### Exercise task 1
In the fact sheet about the animated series, rewrite the section that begins "Production" as one short sentence that keeps its main facts.
### Exercise task 2
According to the fact sheet about the animated series, how many episodes does the show have?
### Exercise task 3
Write the next few lines of the fact sheet about the animated series, following on from its last line.

### Passage to read
- Genre: Animated series Preschool Children's animation
- Created by: Dan Yaccarino
- Developed by: Lisa Eve Huberman Dan Yaccarino
- Directed by: Debbie Bonzon Henry Lenardin-Madden
- Voices of: Fred Savage Debi Derryberry David Lander Crystal Scales Laraine Newman Daran Norris J. Grant Albrecht Mel Winkler Dan Yaccarino
- Countries of origin: United States United Kingdom
- Original language: English
- No. of seasons: 1
- No. of episodes: 26 (52 segments)

Production
- Producer: Dan Yaccarino
- Running time: 22–24 minutes
- Production companies: HIT Entertainment Nickelodeon Animation Studio (credited as Nick Jr. Productions)

### Supplied material

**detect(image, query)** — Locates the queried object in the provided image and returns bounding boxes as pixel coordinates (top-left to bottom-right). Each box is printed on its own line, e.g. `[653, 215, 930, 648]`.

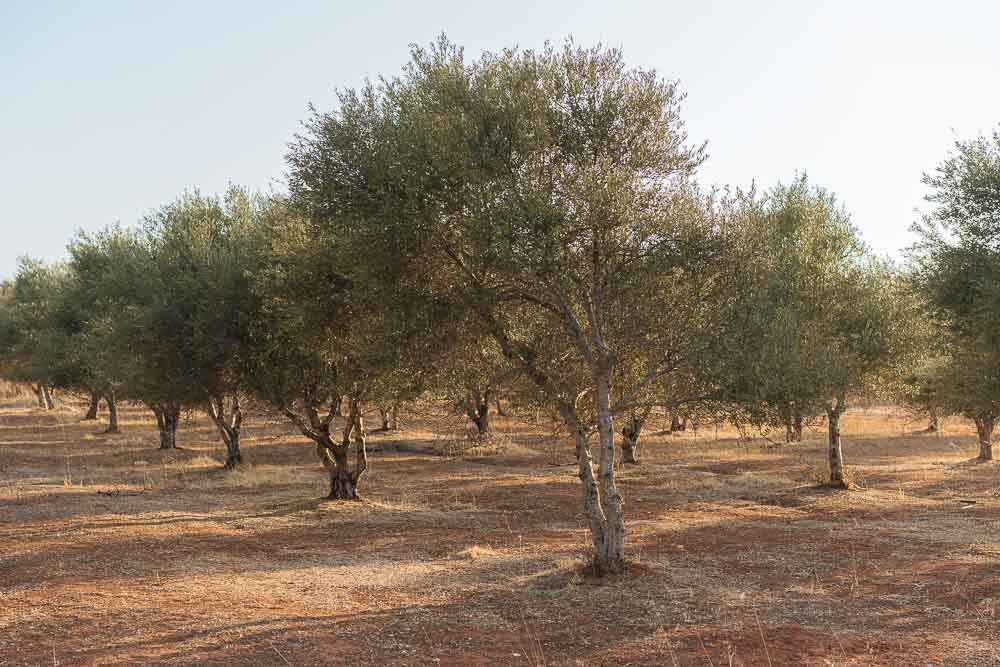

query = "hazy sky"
[0, 0, 1000, 276]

### Final result 1
Dan Yaccarino produced the 22–24-minute episodes, with HIT Entertainment and Nickelodeon Animation Studio (credited as Nick Jr. Productions) as production companies.

### Final result 2
26 episodes, made up of 52 segments.

### Final result 3
Original release
- Network: Nickelodeon
- Release: 20 August 2001 – 19 September 2003

= Oswald (TV series) =

2001–2003 animated children's TV series

Oswald is a children's animated television series for preschool children created by Dan Yaccarino and developed by Lisa Eve Huberman. The show was co-produced by HIT Entertainment (later acquired by Mattel) and Nickelodeon. The titular character is an anthropomorphic blue octopus named Oswald, who lives in an apartment complex with his dachshund Weenie.

An overall 26 episodes were produced. In the United States, the series premiered on Nickelodeon (as part of its Nick Jr. block) on 20 August 2001. Reruns were also broadcast on CBS (during the Nick Jr. on CBS block) and on Noggin. When the Noggin brand was relaunched as a streaming service in 2015, all 26 episodes of Oswald were made available for streaming.

Prior to airing, Brown Johnson (senior vice president of Nick Jr.) said "Dan Yaccarino has created an octopus who could be a pre-schooler's best friend".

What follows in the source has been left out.